> _Dataset entries_
━━━━
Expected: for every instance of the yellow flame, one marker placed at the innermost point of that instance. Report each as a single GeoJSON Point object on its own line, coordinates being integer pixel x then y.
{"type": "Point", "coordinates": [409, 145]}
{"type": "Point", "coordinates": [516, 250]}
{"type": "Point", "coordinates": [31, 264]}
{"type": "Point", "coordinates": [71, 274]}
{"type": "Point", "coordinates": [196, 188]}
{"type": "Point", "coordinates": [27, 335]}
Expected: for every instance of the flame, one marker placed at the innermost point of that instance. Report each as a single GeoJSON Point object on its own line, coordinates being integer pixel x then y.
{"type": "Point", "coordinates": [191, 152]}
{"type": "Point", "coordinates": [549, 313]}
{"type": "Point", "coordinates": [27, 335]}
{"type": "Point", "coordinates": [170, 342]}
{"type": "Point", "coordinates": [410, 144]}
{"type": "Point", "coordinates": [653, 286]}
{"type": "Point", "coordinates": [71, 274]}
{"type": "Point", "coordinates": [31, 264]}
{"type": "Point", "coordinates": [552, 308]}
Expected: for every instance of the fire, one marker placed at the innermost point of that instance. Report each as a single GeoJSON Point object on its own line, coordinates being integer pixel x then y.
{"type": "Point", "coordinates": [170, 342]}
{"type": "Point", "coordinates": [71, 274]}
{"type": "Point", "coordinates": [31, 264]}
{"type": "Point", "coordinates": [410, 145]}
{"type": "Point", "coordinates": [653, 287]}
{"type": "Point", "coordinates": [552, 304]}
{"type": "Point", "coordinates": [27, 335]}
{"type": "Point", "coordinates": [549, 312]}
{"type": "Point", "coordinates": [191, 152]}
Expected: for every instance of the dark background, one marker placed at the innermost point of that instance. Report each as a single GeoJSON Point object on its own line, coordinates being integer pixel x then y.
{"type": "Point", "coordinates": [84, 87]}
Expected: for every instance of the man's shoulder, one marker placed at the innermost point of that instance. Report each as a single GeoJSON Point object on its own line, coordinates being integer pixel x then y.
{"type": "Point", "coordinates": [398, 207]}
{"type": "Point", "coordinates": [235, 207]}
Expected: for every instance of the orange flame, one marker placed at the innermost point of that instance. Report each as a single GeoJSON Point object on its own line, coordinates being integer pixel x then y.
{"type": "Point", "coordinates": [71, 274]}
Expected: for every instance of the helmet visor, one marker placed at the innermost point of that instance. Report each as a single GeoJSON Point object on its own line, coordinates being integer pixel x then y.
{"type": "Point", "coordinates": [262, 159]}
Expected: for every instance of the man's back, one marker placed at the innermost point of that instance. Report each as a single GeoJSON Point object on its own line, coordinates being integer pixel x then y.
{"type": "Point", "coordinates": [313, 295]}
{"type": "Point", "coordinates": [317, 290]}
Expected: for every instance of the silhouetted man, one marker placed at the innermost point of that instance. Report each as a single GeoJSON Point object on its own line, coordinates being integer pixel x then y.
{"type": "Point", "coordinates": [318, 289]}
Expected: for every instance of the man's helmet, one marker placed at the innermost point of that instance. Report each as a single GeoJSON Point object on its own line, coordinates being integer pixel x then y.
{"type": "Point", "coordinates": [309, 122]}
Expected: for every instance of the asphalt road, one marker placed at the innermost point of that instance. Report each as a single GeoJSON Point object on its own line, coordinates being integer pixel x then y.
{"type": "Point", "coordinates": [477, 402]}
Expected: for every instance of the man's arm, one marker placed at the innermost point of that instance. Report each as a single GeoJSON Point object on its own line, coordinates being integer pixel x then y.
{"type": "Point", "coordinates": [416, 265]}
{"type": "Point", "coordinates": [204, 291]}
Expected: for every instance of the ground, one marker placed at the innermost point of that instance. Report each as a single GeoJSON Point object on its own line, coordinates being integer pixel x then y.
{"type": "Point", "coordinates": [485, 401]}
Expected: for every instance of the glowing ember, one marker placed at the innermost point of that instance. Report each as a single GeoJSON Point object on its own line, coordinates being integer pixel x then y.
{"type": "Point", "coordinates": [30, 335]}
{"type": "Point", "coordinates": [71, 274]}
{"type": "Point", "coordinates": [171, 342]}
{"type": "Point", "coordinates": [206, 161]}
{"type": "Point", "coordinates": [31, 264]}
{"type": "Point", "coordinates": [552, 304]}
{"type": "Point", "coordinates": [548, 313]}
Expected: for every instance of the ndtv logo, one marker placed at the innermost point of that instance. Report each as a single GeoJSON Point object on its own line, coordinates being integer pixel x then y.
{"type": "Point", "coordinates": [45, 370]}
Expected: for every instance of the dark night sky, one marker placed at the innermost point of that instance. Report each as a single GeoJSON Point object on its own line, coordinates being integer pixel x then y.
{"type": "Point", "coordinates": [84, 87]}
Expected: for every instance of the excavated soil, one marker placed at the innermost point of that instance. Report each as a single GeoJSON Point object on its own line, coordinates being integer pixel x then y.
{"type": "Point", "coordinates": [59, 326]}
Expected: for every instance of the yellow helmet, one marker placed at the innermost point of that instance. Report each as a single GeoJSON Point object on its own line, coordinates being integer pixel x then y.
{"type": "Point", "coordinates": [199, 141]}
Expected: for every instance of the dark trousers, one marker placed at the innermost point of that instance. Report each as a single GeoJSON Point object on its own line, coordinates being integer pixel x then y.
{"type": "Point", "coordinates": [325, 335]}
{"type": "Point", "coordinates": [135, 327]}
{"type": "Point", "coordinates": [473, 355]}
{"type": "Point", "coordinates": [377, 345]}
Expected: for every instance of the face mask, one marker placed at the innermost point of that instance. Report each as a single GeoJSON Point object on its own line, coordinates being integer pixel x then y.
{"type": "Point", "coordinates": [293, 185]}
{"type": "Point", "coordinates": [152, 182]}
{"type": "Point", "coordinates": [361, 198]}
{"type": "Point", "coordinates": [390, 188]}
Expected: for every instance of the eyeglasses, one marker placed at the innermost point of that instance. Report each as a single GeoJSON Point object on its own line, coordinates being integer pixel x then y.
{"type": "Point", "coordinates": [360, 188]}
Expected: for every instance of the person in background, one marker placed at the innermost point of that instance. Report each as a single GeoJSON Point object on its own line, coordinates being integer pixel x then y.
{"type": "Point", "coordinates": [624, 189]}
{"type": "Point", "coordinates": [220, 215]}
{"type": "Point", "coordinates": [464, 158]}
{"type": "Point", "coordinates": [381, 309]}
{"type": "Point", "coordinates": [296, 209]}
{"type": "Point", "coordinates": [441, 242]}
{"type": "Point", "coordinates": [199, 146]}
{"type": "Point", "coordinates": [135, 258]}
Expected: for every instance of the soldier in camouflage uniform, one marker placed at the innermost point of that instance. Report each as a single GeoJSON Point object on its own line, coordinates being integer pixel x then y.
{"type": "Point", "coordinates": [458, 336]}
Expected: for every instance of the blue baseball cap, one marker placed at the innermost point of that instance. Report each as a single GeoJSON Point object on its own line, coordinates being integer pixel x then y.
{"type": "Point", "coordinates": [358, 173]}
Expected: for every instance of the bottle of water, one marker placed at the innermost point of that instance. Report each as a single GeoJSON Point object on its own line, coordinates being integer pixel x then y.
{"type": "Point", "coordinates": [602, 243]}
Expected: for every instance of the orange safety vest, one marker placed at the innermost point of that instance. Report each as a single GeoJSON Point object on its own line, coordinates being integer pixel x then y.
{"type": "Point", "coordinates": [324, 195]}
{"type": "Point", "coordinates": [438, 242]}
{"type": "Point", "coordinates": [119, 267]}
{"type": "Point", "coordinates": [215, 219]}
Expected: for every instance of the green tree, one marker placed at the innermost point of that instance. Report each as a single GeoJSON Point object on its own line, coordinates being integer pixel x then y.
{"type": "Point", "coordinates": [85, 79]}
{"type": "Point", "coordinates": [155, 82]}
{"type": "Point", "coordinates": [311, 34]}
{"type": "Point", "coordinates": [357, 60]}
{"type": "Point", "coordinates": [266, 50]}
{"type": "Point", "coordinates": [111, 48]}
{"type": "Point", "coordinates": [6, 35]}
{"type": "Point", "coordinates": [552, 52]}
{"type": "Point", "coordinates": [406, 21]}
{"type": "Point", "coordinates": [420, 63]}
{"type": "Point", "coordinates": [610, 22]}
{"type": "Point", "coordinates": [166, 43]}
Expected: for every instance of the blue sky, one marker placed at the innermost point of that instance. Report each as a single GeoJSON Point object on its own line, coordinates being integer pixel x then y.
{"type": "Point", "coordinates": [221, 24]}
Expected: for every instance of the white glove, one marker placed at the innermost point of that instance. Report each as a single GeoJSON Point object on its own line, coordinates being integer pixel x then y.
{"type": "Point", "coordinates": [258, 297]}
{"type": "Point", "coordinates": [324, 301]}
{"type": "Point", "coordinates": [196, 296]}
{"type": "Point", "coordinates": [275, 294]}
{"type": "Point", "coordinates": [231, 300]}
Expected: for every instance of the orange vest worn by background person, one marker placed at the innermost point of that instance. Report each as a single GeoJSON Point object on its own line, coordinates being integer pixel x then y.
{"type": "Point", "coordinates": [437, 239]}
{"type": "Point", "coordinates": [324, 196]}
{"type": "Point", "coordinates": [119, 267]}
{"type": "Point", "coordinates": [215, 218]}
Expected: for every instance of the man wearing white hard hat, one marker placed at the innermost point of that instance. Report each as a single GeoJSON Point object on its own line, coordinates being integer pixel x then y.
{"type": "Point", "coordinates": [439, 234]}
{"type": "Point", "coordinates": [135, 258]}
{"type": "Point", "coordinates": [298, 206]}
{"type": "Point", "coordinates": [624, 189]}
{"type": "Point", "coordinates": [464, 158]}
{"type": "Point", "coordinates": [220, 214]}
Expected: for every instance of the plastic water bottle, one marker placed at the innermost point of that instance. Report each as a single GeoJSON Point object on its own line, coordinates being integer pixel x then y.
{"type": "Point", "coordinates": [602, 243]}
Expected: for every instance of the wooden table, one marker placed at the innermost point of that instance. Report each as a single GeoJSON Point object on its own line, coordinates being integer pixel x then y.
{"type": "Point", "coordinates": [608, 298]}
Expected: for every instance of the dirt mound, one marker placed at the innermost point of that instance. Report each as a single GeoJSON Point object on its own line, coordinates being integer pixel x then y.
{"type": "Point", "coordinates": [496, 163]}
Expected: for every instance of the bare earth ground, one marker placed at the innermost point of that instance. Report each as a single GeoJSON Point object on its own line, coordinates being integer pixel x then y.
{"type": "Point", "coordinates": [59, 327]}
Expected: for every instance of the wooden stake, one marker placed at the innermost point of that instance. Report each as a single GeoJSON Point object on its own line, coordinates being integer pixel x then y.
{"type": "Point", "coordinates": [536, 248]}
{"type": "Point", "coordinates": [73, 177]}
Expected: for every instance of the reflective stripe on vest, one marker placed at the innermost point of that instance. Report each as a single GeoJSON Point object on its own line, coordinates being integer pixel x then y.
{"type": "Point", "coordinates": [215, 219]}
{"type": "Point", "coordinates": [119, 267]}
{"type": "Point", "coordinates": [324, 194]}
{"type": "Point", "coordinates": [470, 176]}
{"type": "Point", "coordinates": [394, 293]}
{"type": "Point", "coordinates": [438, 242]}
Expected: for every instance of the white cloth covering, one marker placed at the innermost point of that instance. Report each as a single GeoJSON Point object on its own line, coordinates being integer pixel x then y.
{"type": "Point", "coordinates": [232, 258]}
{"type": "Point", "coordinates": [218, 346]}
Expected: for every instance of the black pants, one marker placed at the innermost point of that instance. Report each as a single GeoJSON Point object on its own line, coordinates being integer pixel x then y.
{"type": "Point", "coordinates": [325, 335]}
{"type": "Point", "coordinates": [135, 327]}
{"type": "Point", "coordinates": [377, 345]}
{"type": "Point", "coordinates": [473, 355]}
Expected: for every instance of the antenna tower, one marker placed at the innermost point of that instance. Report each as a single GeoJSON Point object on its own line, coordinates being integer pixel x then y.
━━━━
Set down only these lines, exactly: the one containing "Expected: for every instance of the white cloth" and each line after it through the end of the entries above.

> _Finished task_
Expected: for every instance of the white cloth covering, one marker placed at the innermost point of that instance. Report each as a single GeoJSON Point object on its own line, coordinates being integer pixel x then y.
{"type": "Point", "coordinates": [232, 258]}
{"type": "Point", "coordinates": [218, 346]}
Expected: for every instance of the black pants, one marker placed at the innermost point of that instance. Report each as a single GeoJSON Point object on its own line, coordinates being integer pixel x then y.
{"type": "Point", "coordinates": [325, 335]}
{"type": "Point", "coordinates": [135, 327]}
{"type": "Point", "coordinates": [377, 345]}
{"type": "Point", "coordinates": [473, 355]}
Expected: for every instance of the antenna tower, one marker placed at the innermost point of that instance. Report each as a single GeoJSON Point object on its own line, coordinates being integer pixel x then y.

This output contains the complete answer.